» Task item
Note every line in the entries that contains the string "gear", and copy it.

» Entries provided
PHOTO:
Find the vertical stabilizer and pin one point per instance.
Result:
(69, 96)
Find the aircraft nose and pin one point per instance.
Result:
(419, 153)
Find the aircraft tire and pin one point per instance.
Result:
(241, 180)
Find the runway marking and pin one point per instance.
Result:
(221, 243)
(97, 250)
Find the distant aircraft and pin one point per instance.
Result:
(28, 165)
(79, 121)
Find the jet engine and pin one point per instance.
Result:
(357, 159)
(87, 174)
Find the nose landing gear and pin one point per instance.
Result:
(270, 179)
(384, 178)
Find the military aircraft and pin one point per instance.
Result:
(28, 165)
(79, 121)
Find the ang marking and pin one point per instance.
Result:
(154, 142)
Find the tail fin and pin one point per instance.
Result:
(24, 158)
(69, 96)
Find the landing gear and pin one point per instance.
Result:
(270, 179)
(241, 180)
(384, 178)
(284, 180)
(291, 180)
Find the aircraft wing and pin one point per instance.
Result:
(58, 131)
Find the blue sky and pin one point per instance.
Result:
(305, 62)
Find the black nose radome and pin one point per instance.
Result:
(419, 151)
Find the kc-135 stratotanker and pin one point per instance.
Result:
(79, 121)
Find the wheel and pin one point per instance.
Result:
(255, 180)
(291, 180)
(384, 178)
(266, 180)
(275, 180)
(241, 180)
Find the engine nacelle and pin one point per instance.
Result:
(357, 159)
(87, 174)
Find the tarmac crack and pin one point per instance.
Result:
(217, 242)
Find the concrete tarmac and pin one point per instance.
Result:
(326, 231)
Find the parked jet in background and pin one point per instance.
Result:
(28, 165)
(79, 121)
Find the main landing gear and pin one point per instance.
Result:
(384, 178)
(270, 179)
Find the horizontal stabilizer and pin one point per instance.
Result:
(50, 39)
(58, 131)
* * *
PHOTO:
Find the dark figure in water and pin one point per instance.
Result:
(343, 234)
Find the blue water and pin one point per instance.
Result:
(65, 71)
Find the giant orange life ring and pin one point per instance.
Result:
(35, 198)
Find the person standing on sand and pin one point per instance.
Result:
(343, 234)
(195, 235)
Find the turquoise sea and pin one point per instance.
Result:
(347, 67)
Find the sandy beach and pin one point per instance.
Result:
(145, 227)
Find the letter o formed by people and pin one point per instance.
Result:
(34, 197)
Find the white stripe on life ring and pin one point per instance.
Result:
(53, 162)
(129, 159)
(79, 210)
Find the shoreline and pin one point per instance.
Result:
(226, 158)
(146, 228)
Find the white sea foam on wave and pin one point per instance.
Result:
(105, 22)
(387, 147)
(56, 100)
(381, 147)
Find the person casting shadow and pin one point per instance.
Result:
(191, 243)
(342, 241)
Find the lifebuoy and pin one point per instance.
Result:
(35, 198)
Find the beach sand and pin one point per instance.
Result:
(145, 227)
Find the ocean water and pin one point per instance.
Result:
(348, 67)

» Exercise output
Find the nose landing gear and pin one point per instance.
Find the landing gear and pin one point per instance.
Find the main landing gear and pin one point per instance.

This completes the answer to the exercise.